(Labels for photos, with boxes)
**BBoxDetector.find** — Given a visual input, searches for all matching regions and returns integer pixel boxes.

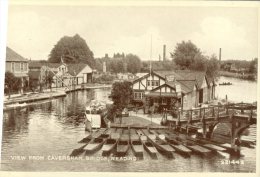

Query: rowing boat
[144,130,175,158]
[83,138,106,153]
[130,130,144,157]
[140,135,158,158]
[101,138,118,155]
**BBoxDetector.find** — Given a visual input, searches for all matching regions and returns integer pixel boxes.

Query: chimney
[163,44,166,61]
[103,61,107,73]
[219,48,221,61]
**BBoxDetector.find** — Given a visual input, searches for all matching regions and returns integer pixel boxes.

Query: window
[147,80,151,86]
[134,92,144,100]
[11,62,14,72]
[21,63,23,71]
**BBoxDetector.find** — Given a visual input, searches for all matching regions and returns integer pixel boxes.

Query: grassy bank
[219,71,257,81]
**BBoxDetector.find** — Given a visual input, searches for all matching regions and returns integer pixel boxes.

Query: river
[1,79,256,172]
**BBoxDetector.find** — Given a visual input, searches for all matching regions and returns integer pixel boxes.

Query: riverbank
[4,84,112,110]
[219,71,257,81]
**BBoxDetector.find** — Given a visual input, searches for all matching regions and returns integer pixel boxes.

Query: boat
[171,135,212,156]
[140,135,158,158]
[157,130,192,157]
[101,138,118,155]
[101,132,120,155]
[85,100,107,131]
[83,138,106,153]
[218,82,232,85]
[79,129,106,143]
[116,134,129,156]
[144,131,175,158]
[130,131,144,157]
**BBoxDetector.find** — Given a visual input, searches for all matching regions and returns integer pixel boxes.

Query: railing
[165,103,257,123]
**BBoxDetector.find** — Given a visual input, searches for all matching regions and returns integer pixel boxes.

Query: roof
[68,63,88,76]
[145,92,177,97]
[28,71,41,79]
[176,80,196,93]
[29,60,46,68]
[43,63,63,68]
[6,47,28,62]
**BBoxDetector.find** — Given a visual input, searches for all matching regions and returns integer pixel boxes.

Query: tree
[5,71,22,98]
[45,73,54,91]
[171,41,203,69]
[125,54,142,74]
[48,34,95,67]
[111,81,133,111]
[206,55,220,78]
[249,58,257,74]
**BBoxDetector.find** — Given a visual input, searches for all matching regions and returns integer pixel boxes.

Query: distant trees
[111,81,133,111]
[48,34,95,67]
[4,71,22,98]
[171,41,219,77]
[249,58,258,74]
[125,54,142,74]
[95,53,142,74]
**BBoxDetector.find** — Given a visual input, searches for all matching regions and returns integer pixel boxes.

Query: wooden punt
[131,137,144,157]
[79,129,105,143]
[188,137,232,152]
[70,144,87,156]
[101,138,118,155]
[136,129,144,137]
[140,135,158,158]
[84,138,106,153]
[166,137,192,157]
[116,137,129,156]
[149,138,175,158]
[172,136,212,156]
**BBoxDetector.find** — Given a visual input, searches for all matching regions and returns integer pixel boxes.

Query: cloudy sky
[7,5,258,60]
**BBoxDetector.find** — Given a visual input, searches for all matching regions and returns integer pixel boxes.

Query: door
[199,89,203,103]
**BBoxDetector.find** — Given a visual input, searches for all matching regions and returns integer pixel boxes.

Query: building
[29,61,93,89]
[133,70,216,111]
[5,47,29,93]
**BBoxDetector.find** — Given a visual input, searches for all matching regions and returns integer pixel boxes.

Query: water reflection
[2,89,255,172]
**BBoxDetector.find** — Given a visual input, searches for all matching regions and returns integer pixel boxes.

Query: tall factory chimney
[218,48,221,61]
[163,44,166,61]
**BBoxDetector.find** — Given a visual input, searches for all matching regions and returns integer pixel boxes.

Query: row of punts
[71,128,244,158]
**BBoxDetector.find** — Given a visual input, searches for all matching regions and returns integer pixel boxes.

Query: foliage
[95,53,142,73]
[94,74,115,84]
[48,34,95,67]
[249,58,258,73]
[5,71,22,96]
[206,55,220,78]
[171,41,203,69]
[171,41,220,77]
[111,81,133,110]
[44,73,54,90]
[125,54,142,74]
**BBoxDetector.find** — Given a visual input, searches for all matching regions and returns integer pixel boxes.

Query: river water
[1,77,256,172]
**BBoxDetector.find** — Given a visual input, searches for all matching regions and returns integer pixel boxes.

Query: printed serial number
[220,160,245,165]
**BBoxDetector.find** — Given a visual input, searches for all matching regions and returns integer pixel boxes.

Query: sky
[7,5,258,60]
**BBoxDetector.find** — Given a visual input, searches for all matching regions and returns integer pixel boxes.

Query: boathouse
[133,70,216,112]
[5,47,29,93]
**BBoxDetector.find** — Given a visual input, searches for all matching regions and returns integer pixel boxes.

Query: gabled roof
[6,47,28,62]
[176,80,196,93]
[28,71,41,79]
[68,63,88,76]
[29,60,46,69]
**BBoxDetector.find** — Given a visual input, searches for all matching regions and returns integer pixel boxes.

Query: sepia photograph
[0,1,260,175]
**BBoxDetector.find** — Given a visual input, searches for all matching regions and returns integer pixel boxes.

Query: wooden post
[190,110,192,124]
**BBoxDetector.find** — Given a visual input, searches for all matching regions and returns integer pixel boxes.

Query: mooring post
[202,113,207,138]
[190,110,192,124]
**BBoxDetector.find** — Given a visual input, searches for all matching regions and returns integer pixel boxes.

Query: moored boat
[140,135,158,158]
[83,138,106,153]
[101,138,118,155]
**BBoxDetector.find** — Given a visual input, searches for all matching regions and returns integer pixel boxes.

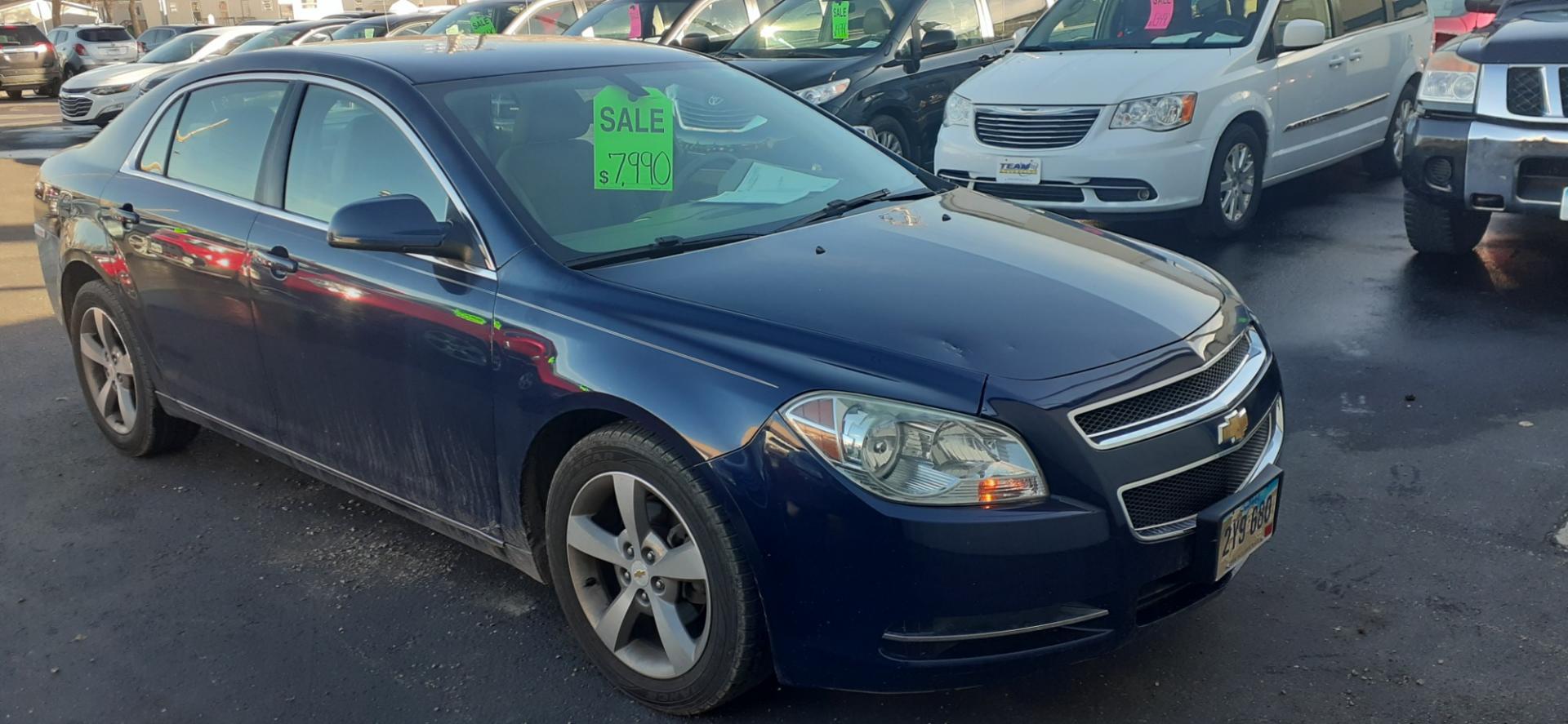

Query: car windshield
[1018,0,1263,51]
[234,25,315,53]
[141,33,216,63]
[566,0,692,41]
[77,25,131,42]
[425,3,528,34]
[723,0,914,58]
[421,63,930,264]
[0,25,44,47]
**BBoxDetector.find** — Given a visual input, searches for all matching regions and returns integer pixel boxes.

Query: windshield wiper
[568,233,760,269]
[773,188,936,233]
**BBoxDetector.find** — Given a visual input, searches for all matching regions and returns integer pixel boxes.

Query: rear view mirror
[920,29,958,56]
[680,33,714,53]
[1280,17,1328,51]
[326,194,466,259]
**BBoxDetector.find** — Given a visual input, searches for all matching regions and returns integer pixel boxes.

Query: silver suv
[49,25,141,80]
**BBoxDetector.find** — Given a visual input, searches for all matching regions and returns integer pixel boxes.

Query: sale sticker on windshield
[593,87,676,191]
[1143,0,1176,29]
[830,0,850,41]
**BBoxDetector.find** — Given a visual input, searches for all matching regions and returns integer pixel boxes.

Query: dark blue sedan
[36,34,1284,713]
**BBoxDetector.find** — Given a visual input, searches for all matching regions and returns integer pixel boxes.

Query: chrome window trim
[119,72,496,276]
[1476,63,1568,127]
[1116,397,1284,542]
[1068,327,1272,450]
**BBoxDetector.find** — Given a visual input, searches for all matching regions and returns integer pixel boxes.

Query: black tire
[866,116,920,163]
[546,423,772,714]
[1361,83,1416,179]
[1405,189,1491,255]
[1187,122,1264,238]
[70,281,201,458]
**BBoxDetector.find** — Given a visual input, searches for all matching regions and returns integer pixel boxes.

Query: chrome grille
[1508,66,1546,116]
[60,95,92,118]
[676,95,757,131]
[1074,334,1251,436]
[1121,412,1276,538]
[975,107,1099,150]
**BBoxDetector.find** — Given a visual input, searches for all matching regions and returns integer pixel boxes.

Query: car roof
[204,34,699,83]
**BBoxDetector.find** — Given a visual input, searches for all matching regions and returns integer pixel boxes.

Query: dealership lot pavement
[0,99,1568,722]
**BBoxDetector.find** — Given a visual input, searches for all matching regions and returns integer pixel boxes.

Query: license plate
[1214,478,1280,580]
[996,157,1040,184]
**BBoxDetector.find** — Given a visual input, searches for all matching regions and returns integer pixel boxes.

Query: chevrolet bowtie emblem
[1220,407,1246,445]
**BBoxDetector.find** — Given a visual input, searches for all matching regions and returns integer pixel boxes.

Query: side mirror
[920,29,958,58]
[326,194,466,259]
[1280,17,1328,51]
[680,33,714,53]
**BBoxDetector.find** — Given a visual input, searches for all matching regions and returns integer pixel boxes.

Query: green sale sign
[593,87,676,191]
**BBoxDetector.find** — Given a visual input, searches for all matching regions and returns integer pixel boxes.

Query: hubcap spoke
[566,516,626,566]
[593,586,637,651]
[649,596,696,671]
[648,540,707,581]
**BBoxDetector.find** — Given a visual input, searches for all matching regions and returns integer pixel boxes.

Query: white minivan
[933,0,1432,237]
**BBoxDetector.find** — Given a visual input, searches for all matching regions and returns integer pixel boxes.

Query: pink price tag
[1143,0,1176,29]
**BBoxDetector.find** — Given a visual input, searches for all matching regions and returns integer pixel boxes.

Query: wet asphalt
[0,99,1568,724]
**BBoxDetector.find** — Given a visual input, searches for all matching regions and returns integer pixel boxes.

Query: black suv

**Your task**
Count the lines of the records above that contain the string "sale", treating uppercase and lowercase letters as distinct, and give only the number.

**Answer to this exercise**
2